**Exercise prompt**
What you return should match the entries below exactly, only without the images.

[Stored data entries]

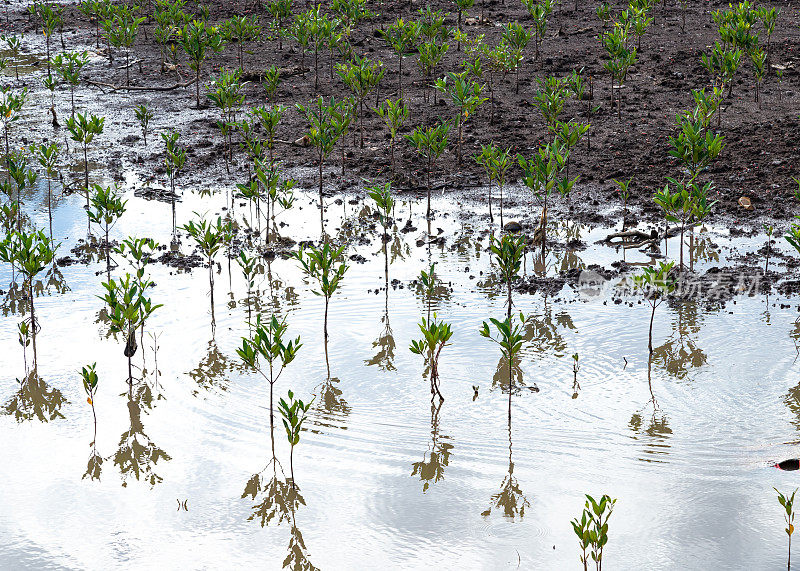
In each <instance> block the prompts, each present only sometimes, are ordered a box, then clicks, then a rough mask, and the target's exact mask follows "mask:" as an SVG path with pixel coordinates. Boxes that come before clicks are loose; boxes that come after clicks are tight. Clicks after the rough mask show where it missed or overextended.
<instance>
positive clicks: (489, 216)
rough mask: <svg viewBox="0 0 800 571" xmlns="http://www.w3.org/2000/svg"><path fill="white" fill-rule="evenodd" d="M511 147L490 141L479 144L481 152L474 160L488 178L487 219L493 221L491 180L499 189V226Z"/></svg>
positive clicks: (502, 206) (501, 219)
mask: <svg viewBox="0 0 800 571" xmlns="http://www.w3.org/2000/svg"><path fill="white" fill-rule="evenodd" d="M510 157H511V147H509V148H507V149H502V148H500V147H497V146H495V145H494V143H490V144H488V145H481V152H480V154H478V155H475V162H477V163H478V164H479V165H481V166H482V167H483V170H484V171H485V172H486V177H487V178H488V179H489V197H488V203H489V220H490V221H491V222H494V215H493V214H492V182H494V183H495V184H497V188H498V189H499V191H500V226H501V227H502V226H503V187H504V186H505V184H506V174H507V173H508V168H509V167H510V166H511V160H510Z"/></svg>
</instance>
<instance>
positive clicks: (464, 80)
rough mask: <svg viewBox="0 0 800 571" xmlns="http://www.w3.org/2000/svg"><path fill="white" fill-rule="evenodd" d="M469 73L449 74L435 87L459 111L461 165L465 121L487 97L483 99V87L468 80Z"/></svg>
mask: <svg viewBox="0 0 800 571" xmlns="http://www.w3.org/2000/svg"><path fill="white" fill-rule="evenodd" d="M466 76H467V72H466V71H464V72H461V73H453V72H449V73H448V74H447V75H446V76H445V77H444V78H442V79H437V80H436V83H435V84H434V87H435V88H436V90H437V91H441V92H442V93H443V94H445V95H447V96H448V97H449V98H450V102H451V103H452V104H453V106H454V107H455V108H456V110H457V111H458V113H457V115H456V128H457V130H458V136H457V138H456V160H457V161H458V163H459V164H460V163H461V146H462V144H463V133H464V121H466V120H467V118H468V117H469V116H470V114H472V113H474V111H475V109H477V108H478V106H479V105H481V104H482V103H484V102H485V101H486V97H481V92H482V91H483V86H481V85H479V84H478V83H476V82H474V81H472V80H470V79H467V77H466Z"/></svg>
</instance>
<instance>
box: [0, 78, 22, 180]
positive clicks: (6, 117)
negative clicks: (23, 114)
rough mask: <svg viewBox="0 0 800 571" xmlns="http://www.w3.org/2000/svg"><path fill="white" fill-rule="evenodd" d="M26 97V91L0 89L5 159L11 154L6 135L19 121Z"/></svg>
mask: <svg viewBox="0 0 800 571" xmlns="http://www.w3.org/2000/svg"><path fill="white" fill-rule="evenodd" d="M27 97H28V90H27V89H23V90H22V91H20V92H19V93H16V92H14V91H13V90H11V89H10V88H8V87H0V121H2V122H3V138H4V139H5V142H6V157H8V156H9V155H10V154H11V146H10V144H9V140H8V133H9V131H10V130H11V125H12V124H14V123H15V122H17V121H18V120H19V118H20V111H22V106H23V105H25V100H26V99H27ZM7 160H8V159H6V161H7ZM6 180H7V181H9V182H10V181H11V178H10V177H8V178H7V179H6Z"/></svg>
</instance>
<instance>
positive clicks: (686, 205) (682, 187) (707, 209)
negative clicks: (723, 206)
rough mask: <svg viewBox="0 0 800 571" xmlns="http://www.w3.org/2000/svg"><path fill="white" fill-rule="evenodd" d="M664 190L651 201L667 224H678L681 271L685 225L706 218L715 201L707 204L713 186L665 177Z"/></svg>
mask: <svg viewBox="0 0 800 571" xmlns="http://www.w3.org/2000/svg"><path fill="white" fill-rule="evenodd" d="M667 181H668V182H667V184H666V185H665V186H664V190H661V191H659V192H657V193H656V194H655V195H654V196H653V200H654V201H655V203H656V204H658V205H659V206H660V207H661V208H662V209H663V211H664V218H665V219H666V220H667V221H669V222H676V223H679V224H680V240H681V242H680V267H679V270H681V271H682V270H683V236H684V231H685V229H686V224H687V223H688V222H689V221H690V220H691V219H692V218H693V217H695V218H697V219H698V220H699V219H702V218H705V217H706V216H708V214H709V213H710V212H711V208H712V207H713V206H714V204H716V201H714V202H712V203H710V204H709V203H708V194H709V192H710V191H711V189H712V187H713V185H712V184H711V183H710V182H707V183H706V184H705V185H703V186H702V187H700V186H698V185H697V183H695V182H689V183H688V184H686V183H684V182H683V181H678V180H675V179H673V178H670V177H667ZM670 184H672V185H673V186H674V187H675V192H671V191H670Z"/></svg>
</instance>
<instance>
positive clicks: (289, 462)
mask: <svg viewBox="0 0 800 571" xmlns="http://www.w3.org/2000/svg"><path fill="white" fill-rule="evenodd" d="M288 397H289V401H288V402H287V401H285V400H284V399H281V400H280V402H279V403H278V409H279V410H280V412H281V416H282V417H283V419H282V420H283V427H284V428H285V429H286V438H287V439H288V440H289V445H290V446H291V448H290V450H289V473H290V474H291V477H292V489H296V488H297V485H296V483H295V479H294V447H295V446H297V444H298V443H299V442H300V431H301V430H302V428H303V422H305V420H306V413H308V409H309V408H310V407H311V404H312V403H313V402H314V399H311V401H310V402H309V403H307V404H306V403H303V401H302V400H300V399H297V400H295V398H294V393H293V392H292V391H289V394H288Z"/></svg>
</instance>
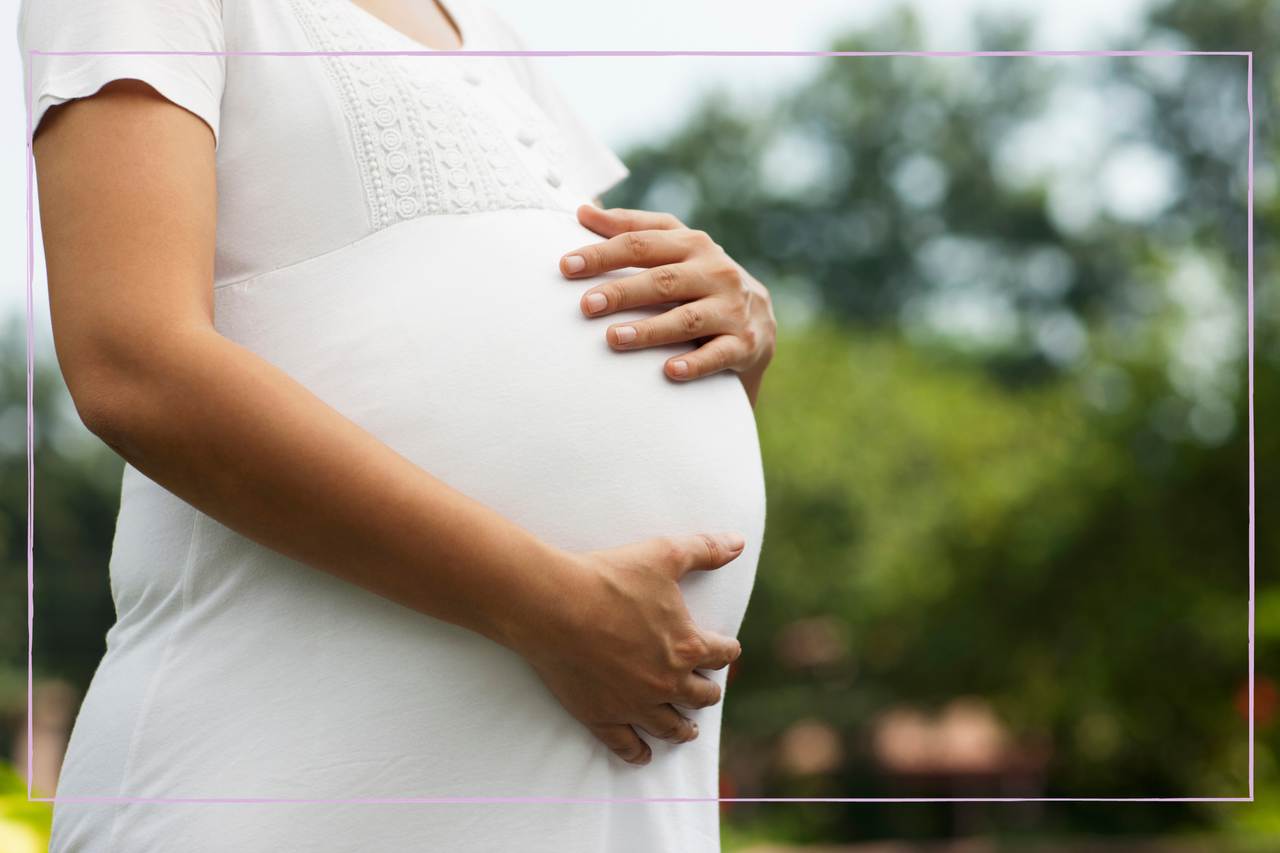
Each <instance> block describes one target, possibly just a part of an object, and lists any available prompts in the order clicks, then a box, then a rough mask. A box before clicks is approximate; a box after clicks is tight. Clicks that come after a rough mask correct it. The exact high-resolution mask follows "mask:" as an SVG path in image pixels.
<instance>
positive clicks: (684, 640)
mask: <svg viewBox="0 0 1280 853" xmlns="http://www.w3.org/2000/svg"><path fill="white" fill-rule="evenodd" d="M709 651H710V646H709V644H708V643H707V640H705V639H704V638H703V637H701V635H700V634H689V635H687V637H682V638H681V639H680V640H677V642H676V643H675V644H673V646H672V653H673V656H675V658H676V665H677V666H680V669H681V670H692V669H694V667H695V666H696V665H698V662H699V661H701V660H703V658H704V657H705V656H707V653H708V652H709Z"/></svg>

**Solution for this exercise**
In each <instance> block the prompts, each present only sometimes, are ordered a box, then clicks, then a rough mask, and the target's exact mask follows "mask:" as an SVG path with pixel coordinates. Boxes that come before clicks are loose; boxes that come after clicks are tight. Clicks after the rough mask show where it missed or overextended.
<instance>
positive clicks: (489, 216)
rough mask: <svg viewBox="0 0 800 571" xmlns="http://www.w3.org/2000/svg"><path fill="white" fill-rule="evenodd" d="M511 147L490 141L479 144L481 152L474 160L488 178L487 219L493 221L491 180L499 189V226Z"/></svg>
positive clicks: (502, 206) (501, 219)
mask: <svg viewBox="0 0 800 571" xmlns="http://www.w3.org/2000/svg"><path fill="white" fill-rule="evenodd" d="M510 157H511V147H509V148H507V149H502V148H500V147H497V146H495V145H494V143H490V144H488V145H481V152H480V154H478V155H475V162H477V163H478V164H479V165H481V166H482V167H483V170H484V171H485V172H486V177H487V178H488V179H489V197H488V203H489V220H490V221H491V222H494V215H493V214H492V182H494V183H495V184H497V188H498V189H499V191H500V226H501V227H502V226H503V187H504V186H505V184H506V174H507V173H508V168H509V167H510V166H511V160H510Z"/></svg>
</instance>
<instance>
positive clicks: (464, 80)
rough mask: <svg viewBox="0 0 800 571" xmlns="http://www.w3.org/2000/svg"><path fill="white" fill-rule="evenodd" d="M469 73L449 74L435 87L459 111L461 165L465 121L487 97L483 99V87L468 80Z"/></svg>
mask: <svg viewBox="0 0 800 571" xmlns="http://www.w3.org/2000/svg"><path fill="white" fill-rule="evenodd" d="M466 76H467V72H466V71H464V72H461V73H453V72H449V73H448V74H447V75H446V76H445V77H444V78H442V79H437V80H436V83H435V84H434V87H435V88H436V90H437V91H441V92H442V93H443V94H445V95H447V96H448V97H449V98H450V102H451V103H452V104H453V106H454V107H455V108H456V110H457V111H458V113H457V115H456V128H457V130H458V136H457V138H456V160H457V161H458V163H459V164H460V163H461V146H462V144H463V133H464V121H466V120H467V118H468V117H469V116H470V114H472V113H474V111H475V109H477V108H478V106H479V105H481V104H482V103H484V102H485V101H486V97H481V92H482V91H483V86H481V85H479V84H478V83H476V82H474V81H472V80H470V79H467V77H466Z"/></svg>
</instance>
<instance>
box: [0, 78, 22, 180]
positive clicks: (6, 117)
negative clicks: (23, 114)
rough mask: <svg viewBox="0 0 800 571" xmlns="http://www.w3.org/2000/svg"><path fill="white" fill-rule="evenodd" d="M26 97V91L0 89L5 159L11 154L6 135L19 121Z"/></svg>
mask: <svg viewBox="0 0 800 571" xmlns="http://www.w3.org/2000/svg"><path fill="white" fill-rule="evenodd" d="M27 97H28V90H27V89H23V90H22V91H20V92H19V93H16V92H14V91H13V90H11V89H10V88H8V87H0V121H2V122H3V138H4V139H5V142H6V157H8V156H9V155H10V154H11V146H10V144H9V140H8V133H9V131H10V130H11V125H12V124H14V123H15V122H17V121H18V120H19V118H20V111H22V106H23V105H25V100H26V99H27ZM7 160H8V159H6V161H7ZM6 180H7V181H9V182H10V181H11V178H10V177H8V178H7V179H6Z"/></svg>
</instance>
<instance>
positive clicks: (686, 205) (682, 187) (707, 209)
negative clicks: (723, 206)
rough mask: <svg viewBox="0 0 800 571" xmlns="http://www.w3.org/2000/svg"><path fill="white" fill-rule="evenodd" d="M664 190L651 201L667 224H678L681 271L685 225L706 218L715 201L707 204L713 186L665 177Z"/></svg>
mask: <svg viewBox="0 0 800 571" xmlns="http://www.w3.org/2000/svg"><path fill="white" fill-rule="evenodd" d="M667 181H668V182H667V184H666V185H665V186H664V190H661V191H659V192H657V193H656V194H655V195H654V196H653V200H654V201H655V203H656V204H658V205H659V206H660V207H661V208H662V209H663V211H664V218H665V219H666V220H667V221H669V222H676V223H679V224H680V240H681V242H680V267H679V270H681V271H682V270H683V236H684V231H685V229H686V224H687V223H688V222H689V221H690V220H691V219H692V218H693V217H695V218H697V219H698V220H699V219H702V218H705V217H706V216H708V214H709V213H710V212H711V208H712V207H713V206H714V204H716V201H714V202H712V203H710V204H709V203H708V194H709V192H710V191H711V189H712V187H713V185H712V184H711V183H710V182H707V183H706V184H705V185H703V186H702V187H700V186H698V185H697V183H695V182H689V183H688V184H686V183H684V182H683V181H678V180H675V179H673V178H670V177H667ZM670 184H672V185H673V186H674V187H675V192H671V191H670Z"/></svg>
</instance>
<instance>
positive clicks: (289, 462)
mask: <svg viewBox="0 0 800 571" xmlns="http://www.w3.org/2000/svg"><path fill="white" fill-rule="evenodd" d="M288 397H289V401H288V402H287V401H285V400H284V399H281V400H280V402H279V403H278V409H279V410H280V412H281V416H282V417H283V419H282V420H283V427H284V428H285V429H286V438H287V439H288V440H289V445H290V446H291V448H290V450H289V473H290V474H291V477H292V489H296V488H297V485H296V483H295V479H294V447H295V446H297V444H298V443H299V442H300V431H301V430H302V428H303V422H305V420H306V413H308V409H309V408H310V407H311V404H312V403H313V402H314V399H311V401H310V402H309V403H307V404H306V403H303V401H302V400H300V399H297V400H295V398H294V393H293V392H292V391H289V394H288Z"/></svg>
</instance>
Each <instance> block describes one target, possibly just a part of an object, and lists any available prompts in the order clicks, then a box, then a rough mask. A box before clicks is approximate; a box after clicks is tight. Clicks that come after a rough mask correct it. The exact high-resolution mask follows "mask:" as an SVG path in image pixels.
<instance>
positive clicks: (684, 640)
mask: <svg viewBox="0 0 1280 853" xmlns="http://www.w3.org/2000/svg"><path fill="white" fill-rule="evenodd" d="M709 651H710V646H709V644H708V643H707V640H705V639H704V638H703V637H701V635H700V634H689V635H687V637H682V638H681V639H680V640H677V642H676V643H675V644H673V646H672V653H673V656H675V658H676V665H677V666H680V669H681V670H692V669H694V667H695V666H696V665H698V662H699V661H701V660H703V658H704V657H705V656H707V653H708V652H709Z"/></svg>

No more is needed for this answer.